#### [Trecho de origem]
######
Na instituição investigada, grande parte dos professores é composta de profissionais liberais que possuem formação específica na sua área, em cursos de pós-graduação stricto sensu, de acordo com o que prevê a legislação vigente: “a preparação para o exercício do magistério superior far-se-á em nível de pós-graduação, prioritariamente em programas de mestrado e doutorado” (Brasil, 1996, p. 27839). As pesquisas na área da formação no ensino superior, entretanto, apontam para a carência da formação pedagógica nesses cursos, uma vez que estão mais focados em qualificar o pesquisador, sem a preocupação de formação para o exercício da docência (Pimenta; Anastasiou, 2014).

Para alcançar os objetivos da pesquisa, foram definidos critérios de seleção dos participantes: cursos distintos quanto à área que lecionam na universidade, e professores de cursos que representassem as três grandes áreas do conhecimento (curso de Administração, representando a área de Ciências Exatas; Enfermagem, representando a área de Ciências Biológicas; e Pedagogia, as Ciências Humanas). Todos os professores dos três cursos foram convidados a participar do estudo, perfazendo um total de 30 - destes, 18 aceitaram colaborar com a pesquisa, 3 homens e 15 mulheres. As entrevistas foram realizadas no segundo semestre de 2018. As informações quanto à formação e ao tempo de atuação no ensino superior são apresentadas no Quadro 1.

Fonte: Elaboração própria

Quadro 1 Sujeitos da pesquisa - professores entrevistados 

Relativamente à formação pedagógica, apenas um professor disse não possuir cursos nesse campo, os demais relatam ter realizado, em algum momento de sua carreira, algum curso que considera essa formação, entre cursos de mestrado, especializações na área e formações continuadas oferecidas pela instituição em que atuam. Apenas os professores com cursos de licenciatura possuem formação pedagógica na sua formação inicial.

Esta pesquisa, por envolver seres humanos, foi submetida ao Comitê de Ética em Pesquisa (CEP)1 para garantir o cumprimento das exigências éticas e científicas, obtendo o parecer favorável ao seu desenvolvimento. Os preceitos éticos de sigilo e anonimato dos pesquisados foram resguardados por meio do Termo de Consentimento Livre e Esclarecido (TCLE). Dessa forma, não tiveram seus nomes revelados e serão identificados ao longo do texto como P1, P2... P18.
######
#### [Lista de tarefas]
(A) Por favor, traduza para o inglês esta frase do trecho de origem: "As entrevistas foram realizadas no segundo semestre de 2018."
(B) Responda com base no trecho de origem:
(i) Quantos professores aceitaram colaborar com a pesquisa?
(ii) Que curso representou a área de Ciências Humanas?
(iii) Como os pesquisados são identificados ao longo do texto?

#### [Extrato de dados]
######
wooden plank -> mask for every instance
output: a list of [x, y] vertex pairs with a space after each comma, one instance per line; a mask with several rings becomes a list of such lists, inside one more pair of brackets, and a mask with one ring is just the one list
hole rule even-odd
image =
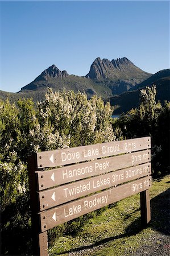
######
#### [Respostas]
(A) The interviews were conducted in the second half of 2018.

(B)
(i) 18.
(ii) Pedagogia.
(iii) Como P1, P2... P18.